Prompt ▸ Restate each entry below word for word, without skipping any.

START Source data

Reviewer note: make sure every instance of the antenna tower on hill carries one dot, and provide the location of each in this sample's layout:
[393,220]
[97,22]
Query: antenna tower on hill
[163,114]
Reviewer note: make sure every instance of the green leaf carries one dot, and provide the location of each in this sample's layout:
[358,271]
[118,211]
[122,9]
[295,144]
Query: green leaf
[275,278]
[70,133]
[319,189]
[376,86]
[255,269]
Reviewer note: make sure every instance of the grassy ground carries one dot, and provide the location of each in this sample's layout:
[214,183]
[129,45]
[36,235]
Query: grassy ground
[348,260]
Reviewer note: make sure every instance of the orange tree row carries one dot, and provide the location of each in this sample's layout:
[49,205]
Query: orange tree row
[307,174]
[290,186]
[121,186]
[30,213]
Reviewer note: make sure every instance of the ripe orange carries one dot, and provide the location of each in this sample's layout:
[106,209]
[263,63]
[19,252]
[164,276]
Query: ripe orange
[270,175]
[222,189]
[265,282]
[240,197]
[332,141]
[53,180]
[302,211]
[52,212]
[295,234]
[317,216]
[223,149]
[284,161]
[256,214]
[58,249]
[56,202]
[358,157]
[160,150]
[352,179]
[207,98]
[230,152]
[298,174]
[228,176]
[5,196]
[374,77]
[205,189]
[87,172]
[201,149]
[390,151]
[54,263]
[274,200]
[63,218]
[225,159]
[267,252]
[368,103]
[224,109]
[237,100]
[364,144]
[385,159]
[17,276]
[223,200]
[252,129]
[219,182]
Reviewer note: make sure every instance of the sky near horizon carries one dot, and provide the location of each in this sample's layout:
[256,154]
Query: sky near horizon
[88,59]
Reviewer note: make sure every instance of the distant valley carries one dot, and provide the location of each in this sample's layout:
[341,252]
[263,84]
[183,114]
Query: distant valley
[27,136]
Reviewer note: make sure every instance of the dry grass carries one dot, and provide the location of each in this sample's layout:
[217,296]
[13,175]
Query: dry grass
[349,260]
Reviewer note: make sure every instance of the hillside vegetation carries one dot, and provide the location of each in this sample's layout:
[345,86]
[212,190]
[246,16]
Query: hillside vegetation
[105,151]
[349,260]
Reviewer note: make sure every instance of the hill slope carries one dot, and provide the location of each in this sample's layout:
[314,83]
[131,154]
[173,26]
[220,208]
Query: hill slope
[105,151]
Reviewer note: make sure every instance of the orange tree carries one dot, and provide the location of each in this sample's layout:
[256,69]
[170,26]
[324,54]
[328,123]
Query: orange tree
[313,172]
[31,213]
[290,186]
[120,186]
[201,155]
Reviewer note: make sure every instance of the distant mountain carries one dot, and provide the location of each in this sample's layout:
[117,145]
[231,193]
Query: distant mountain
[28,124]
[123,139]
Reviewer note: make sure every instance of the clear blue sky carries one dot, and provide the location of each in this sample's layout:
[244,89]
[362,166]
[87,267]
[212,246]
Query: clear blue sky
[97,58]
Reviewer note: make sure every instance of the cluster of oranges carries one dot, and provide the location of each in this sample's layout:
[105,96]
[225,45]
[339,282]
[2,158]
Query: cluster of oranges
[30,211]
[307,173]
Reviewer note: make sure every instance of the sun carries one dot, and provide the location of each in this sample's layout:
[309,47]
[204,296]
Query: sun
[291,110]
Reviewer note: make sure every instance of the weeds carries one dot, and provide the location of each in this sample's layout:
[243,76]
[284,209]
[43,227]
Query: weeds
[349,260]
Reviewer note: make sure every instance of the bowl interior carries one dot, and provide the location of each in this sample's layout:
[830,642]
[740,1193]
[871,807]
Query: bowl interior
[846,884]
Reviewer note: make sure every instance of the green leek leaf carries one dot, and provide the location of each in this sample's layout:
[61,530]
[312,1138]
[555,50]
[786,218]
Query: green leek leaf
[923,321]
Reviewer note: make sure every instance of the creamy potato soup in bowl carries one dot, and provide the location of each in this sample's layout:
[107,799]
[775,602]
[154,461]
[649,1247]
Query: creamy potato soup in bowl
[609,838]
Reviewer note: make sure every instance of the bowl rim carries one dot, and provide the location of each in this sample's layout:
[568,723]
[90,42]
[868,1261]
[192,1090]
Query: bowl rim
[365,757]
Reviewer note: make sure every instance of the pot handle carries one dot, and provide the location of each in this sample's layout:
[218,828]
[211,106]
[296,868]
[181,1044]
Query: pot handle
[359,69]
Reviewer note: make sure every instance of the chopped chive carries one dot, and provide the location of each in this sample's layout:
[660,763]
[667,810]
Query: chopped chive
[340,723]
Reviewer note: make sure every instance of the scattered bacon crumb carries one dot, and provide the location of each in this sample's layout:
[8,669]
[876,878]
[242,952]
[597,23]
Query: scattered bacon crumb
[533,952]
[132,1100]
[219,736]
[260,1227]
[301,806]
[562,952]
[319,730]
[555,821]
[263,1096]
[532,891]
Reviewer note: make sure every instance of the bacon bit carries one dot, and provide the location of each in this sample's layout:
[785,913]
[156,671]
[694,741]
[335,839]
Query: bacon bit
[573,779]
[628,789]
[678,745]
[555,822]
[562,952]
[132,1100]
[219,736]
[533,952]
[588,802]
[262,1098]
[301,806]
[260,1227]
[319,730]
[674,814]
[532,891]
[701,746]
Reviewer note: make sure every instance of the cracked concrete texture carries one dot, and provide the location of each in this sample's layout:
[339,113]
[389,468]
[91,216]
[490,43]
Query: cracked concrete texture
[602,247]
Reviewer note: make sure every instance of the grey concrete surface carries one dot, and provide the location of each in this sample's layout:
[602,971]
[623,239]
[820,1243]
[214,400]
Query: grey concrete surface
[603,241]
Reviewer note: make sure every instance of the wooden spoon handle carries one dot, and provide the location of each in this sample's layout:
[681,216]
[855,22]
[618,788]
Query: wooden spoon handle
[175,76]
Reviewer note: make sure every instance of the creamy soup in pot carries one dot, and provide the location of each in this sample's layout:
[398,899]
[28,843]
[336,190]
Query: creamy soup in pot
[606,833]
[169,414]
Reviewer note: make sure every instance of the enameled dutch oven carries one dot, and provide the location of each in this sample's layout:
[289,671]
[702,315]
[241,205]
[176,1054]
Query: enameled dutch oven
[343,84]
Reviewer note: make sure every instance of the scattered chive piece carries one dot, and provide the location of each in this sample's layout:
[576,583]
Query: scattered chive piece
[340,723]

END Source data

Written response ▸
Reviewer note: make sure every instance of the antenna tower on hill carries one dot, and provide the location of each in this sample's layout:
[393,220]
[97,22]
Query: antenna tower on hill
[163,114]
Reviewer note: make sure every instance of the green leaf carries one dot, and provide the location of each in this sample's layout:
[358,271]
[118,211]
[122,9]
[295,144]
Query: green leaf
[275,278]
[70,133]
[319,189]
[376,86]
[255,269]
Reviewer note: make sure every instance of the grassy ground carries one dot, and provide the location of each in this sample's layout:
[214,183]
[129,45]
[36,235]
Query: grassy ground
[348,260]
Reviewer note: make sure every instance of the orange tree row carries one dot, and provide the location of each in this sample's layout:
[49,205]
Query: orange tree row
[307,174]
[290,186]
[121,186]
[30,213]
Reviewer note: make sure every instance of the ripe orange carries one dot, and provide the location of each in this sample's layout:
[106,209]
[263,63]
[19,252]
[164,276]
Query: ripe orange
[270,175]
[222,189]
[265,282]
[240,197]
[332,141]
[53,180]
[302,211]
[52,212]
[295,234]
[317,216]
[223,149]
[284,161]
[256,214]
[58,249]
[56,202]
[358,157]
[160,150]
[352,179]
[207,98]
[230,152]
[298,174]
[228,176]
[5,196]
[374,77]
[205,189]
[87,172]
[201,149]
[390,151]
[54,263]
[274,200]
[63,218]
[225,159]
[267,252]
[368,103]
[224,109]
[237,100]
[364,144]
[385,159]
[17,276]
[223,200]
[252,129]
[219,182]
Reviewer note: make sure every instance of the sky near horizon carries one dot, and provide the location of each in this sample's layout:
[256,154]
Query: sky near horizon
[88,59]
Reviewer note: make sure every instance of the distant valley carries one dot, and provide the location of each in this sample's layout:
[341,252]
[263,84]
[183,114]
Query: distant valley
[27,136]
Reviewer note: make sure every instance of the dry grass carries one dot, and provide the location of each in this sample's layout:
[217,296]
[13,175]
Query: dry grass
[349,260]
Reviewer note: make sure every instance of the hillside vegetation carries one dot, and provide the location of each in this sample's layout:
[345,86]
[212,190]
[246,16]
Query: hillside vegetation
[105,151]
[349,260]
Reviewer note: make sure every instance of the hill slope carries one dot, and provide the location of each in this sample's layout:
[314,83]
[131,154]
[173,26]
[220,208]
Query: hill slope
[105,151]
Reviewer note: make sure every instance of the orange tree carries one dot, and provide the location of each in this sample's layout:
[256,69]
[170,26]
[324,54]
[328,123]
Query: orange tree
[313,172]
[31,213]
[290,186]
[120,186]
[201,155]
Reviewer note: make sure every instance of the distant mountain carries one dot, and provide the location of each in this sample's layout:
[117,145]
[231,193]
Query: distant mountain
[28,124]
[123,139]
Reviewer note: make sure every instance of the clear blue sky carries one dot, and provide the location of each in this sample's layout:
[244,89]
[362,166]
[87,267]
[212,246]
Query: clear blue sky
[97,58]
Reviewer note: make sure every instance of the cluster of oranges carries one dot, and provide the location of each in this sample's layout:
[105,96]
[225,45]
[339,282]
[2,158]
Query: cluster of oranges
[30,211]
[307,173]
Reviewer note: make sure every instance of the sun carries one dot, and provide the location of each in this sample's layout:
[309,47]
[204,296]
Query: sun
[291,110]
Reviewer note: make sure every instance of the weeds carries one dot, and provide the location of each in this sample's layout:
[243,76]
[284,209]
[43,227]
Query: weeds
[349,260]
Reviewer note: make sure every instance of the bowl interior carries one dot, and provide the location of each in this sample's layout:
[830,642]
[740,1193]
[871,807]
Query: bowl interior
[846,884]
Reviewer note: make sure every instance of the green leek leaf carries one dot, and provide the location of each in this sample's layout:
[61,530]
[312,1138]
[555,50]
[786,218]
Query: green leek leaf
[923,321]
Reviewer note: make sure every instance of the creamy potato soup in bowl carries one dot, and provide the location of each in this sample's layout:
[107,799]
[775,602]
[154,461]
[649,1247]
Query: creamy potato soup in bowl
[609,838]
Reviewer note: make sure every instance of the bowl rim carries one dot, and provide the location of each in this sample's layout:
[568,723]
[90,42]
[868,1261]
[192,1090]
Query: bowl rim
[365,757]
Reviewer note: make sure every instance of the pot handle carries one dot, and provide the location of each in this sample's layout:
[218,828]
[211,106]
[296,868]
[181,1044]
Query: pot handle
[359,69]
Reviewer note: make sure every instance of the chopped chive carries one dot, and provide the location of each in this sample's layout:
[660,763]
[667,810]
Query: chopped chive
[340,723]
Reviewer note: make sure every instance of the scattered bacon crumb carries one dot, and provide the location of each in this sample's layout:
[8,669]
[876,878]
[242,952]
[597,23]
Query: scattered bacon crumb
[533,952]
[132,1100]
[219,736]
[260,1227]
[301,806]
[562,952]
[319,730]
[555,821]
[263,1096]
[532,891]
Reviewer note: make sure every instance of the bacon bit carries one dot, and provide the location of each in this sample's layout:
[785,913]
[156,671]
[694,741]
[335,839]
Query: bacon bit
[573,779]
[628,789]
[678,745]
[555,822]
[562,952]
[132,1100]
[219,736]
[533,952]
[588,802]
[262,1098]
[301,806]
[260,1227]
[319,730]
[674,814]
[532,891]
[701,746]
Reviewer note: make sure every instance of the cracked concrete texture carries one dot, and provide the location of each in this sample's layout:
[339,113]
[389,468]
[91,216]
[490,43]
Query: cracked concrete texture
[602,247]
Reviewer note: make sure every instance of the grey concrete surface carries one dot, and provide the location of each in this sample's layout:
[602,971]
[623,239]
[820,1243]
[214,400]
Query: grey concrete surface
[603,241]
Reviewer note: make sure every instance of the wooden spoon handle carries one dot, and provide the location of each in this sample's layout:
[681,216]
[855,22]
[618,788]
Query: wooden spoon handle
[175,76]
Reviewer note: make sure every instance of the creamy soup in pot carries one dot, and provide the location of each in this sample's layout:
[398,899]
[28,843]
[336,190]
Query: creamy soup in pot
[606,833]
[169,414]
Reviewer note: make sure every instance of the enameled dutch oven carries one dot, and provide the location of each in this sample's layout:
[289,671]
[702,315]
[241,205]
[176,1054]
Query: enameled dutch oven
[343,84]
Reviewer note: make sure every instance of the scattered chive piece carries one dot, and provide the location of each in this sample's layout:
[576,583]
Query: scattered chive piece
[340,723]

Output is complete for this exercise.